═══ SOURCE PASSAGE
Roy Anderson's film is slow, surreal and depressing. This should not be
necessarily bad - slow, surreal and depressing can be many things. It can be
lyrical, as in Bela Tar's "Werkmeister Harmonies". it can be
extravagantly visual, as in Jean-Pierre Jeunet's "Delicatessen". It
can even bask in the artzy-schmartzy glow of its creator and its own creation
(Lynch's "Erasurehead"). "Songs from the Second Floor"
shares all of the above, but it does not do so in a sufficient level to make
the viewing rewarding. in many ways this movie hit me in all the wrong
directions as it dampened my already soaking wet spirits – it might be the case
that such "no redeem is possible" films should only be seen in a good
mood.
On the upside the serious lack of lackluster might be balanced by
Anderson's cinematic language. Anderson has a very acute understanding of
spatial relations and unlike many others he succeeds in making the 2D screen
seem very 3D, not just in terms of visual data but also emotionally. The scenes
are not merely crafted – they are in a very concrete way sculpted. The closest
match to this visual tinkering would have been "Erasurehead" had not
Matthew Barney's Cremaster Cycle presented a much more adequate match with its
strong emphasis on spaces. What all these "creations" have in common
is the painstaking realization of a "mood", a feeling, a single
headstrong director aims at and achieves in an "epic" production. In
this sense the film is a realization of "being Roy Anderson" as much
as it is about anything else.
══════
▶ ACTIONS TO TAKE
#1 In the film review, restate the paragraph beginning "On the upside the serious lack" more briefly, keeping its main points.
#2 Write out the stretch of the film review from "On the upside" through "about anything else.".
═══ INFORMATION PROVIDED
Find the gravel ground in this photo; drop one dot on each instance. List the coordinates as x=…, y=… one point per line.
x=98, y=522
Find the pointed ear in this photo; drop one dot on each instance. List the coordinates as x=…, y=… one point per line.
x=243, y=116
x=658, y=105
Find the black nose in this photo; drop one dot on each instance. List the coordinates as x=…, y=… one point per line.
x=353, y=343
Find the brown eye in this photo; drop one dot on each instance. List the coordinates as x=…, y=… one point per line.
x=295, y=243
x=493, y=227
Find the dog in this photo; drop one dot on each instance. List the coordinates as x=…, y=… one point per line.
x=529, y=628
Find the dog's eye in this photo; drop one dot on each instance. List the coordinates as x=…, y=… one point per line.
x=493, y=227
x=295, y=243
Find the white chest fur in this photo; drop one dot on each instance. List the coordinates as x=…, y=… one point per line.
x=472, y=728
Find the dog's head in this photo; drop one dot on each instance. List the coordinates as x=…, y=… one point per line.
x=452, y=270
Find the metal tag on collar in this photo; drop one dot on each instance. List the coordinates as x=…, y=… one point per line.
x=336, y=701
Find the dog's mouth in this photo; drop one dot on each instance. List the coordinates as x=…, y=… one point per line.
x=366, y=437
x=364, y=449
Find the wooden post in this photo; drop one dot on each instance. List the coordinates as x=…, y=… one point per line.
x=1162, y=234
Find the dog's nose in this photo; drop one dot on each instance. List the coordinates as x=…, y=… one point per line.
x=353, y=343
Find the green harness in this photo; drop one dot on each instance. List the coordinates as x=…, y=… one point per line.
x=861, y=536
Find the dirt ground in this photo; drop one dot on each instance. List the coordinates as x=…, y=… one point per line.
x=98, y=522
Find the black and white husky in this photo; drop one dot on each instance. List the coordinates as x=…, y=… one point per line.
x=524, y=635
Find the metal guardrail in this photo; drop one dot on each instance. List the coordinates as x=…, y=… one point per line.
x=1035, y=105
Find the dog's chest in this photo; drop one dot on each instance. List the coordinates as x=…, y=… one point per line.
══════
▶ RESULTS OF THE EXERCISE
#1 Anderson's cinematic language may offset the film's weaknesses. He has a sharp sense of spatial relations and makes the flat screen feel three-dimensional, both visually and emotionally. His scenes are sculpted rather than merely crafted. "Erasurehead" would be the closest comparison if Matthew Barney's Cremaster Cycle, with its strong emphasis on spaces, were not a better one. All these works share a single headstrong director's painstaking realization of a mood in an "epic" production. In that sense the film is as much about "being Roy Anderson" as about anything else.

#2
On the upside the serious lack of lackluster might be balanced by
Anderson's cinematic language. Anderson has a very acute understanding of
spatial relations and unlike many others he succeeds in making the 2D screen
seem very 3D, not just in terms of visual data but also emotionally. The scenes
are not merely crafted – they are in a very concrete way sculpted. The closest
match to this visual tinkering would have been "Erasurehead" had not
Matthew Barney's Cremaster Cycle presented a much more adequate match with its
strong emphasis on spaces. What all these "creations" have in common
is the painstaking realization of a "mood", a feeling, a single
headstrong director aims at and achieves in an "epic" production. In
this sense the film is a realization of "being Roy Anderson" as much
as it is about anything else.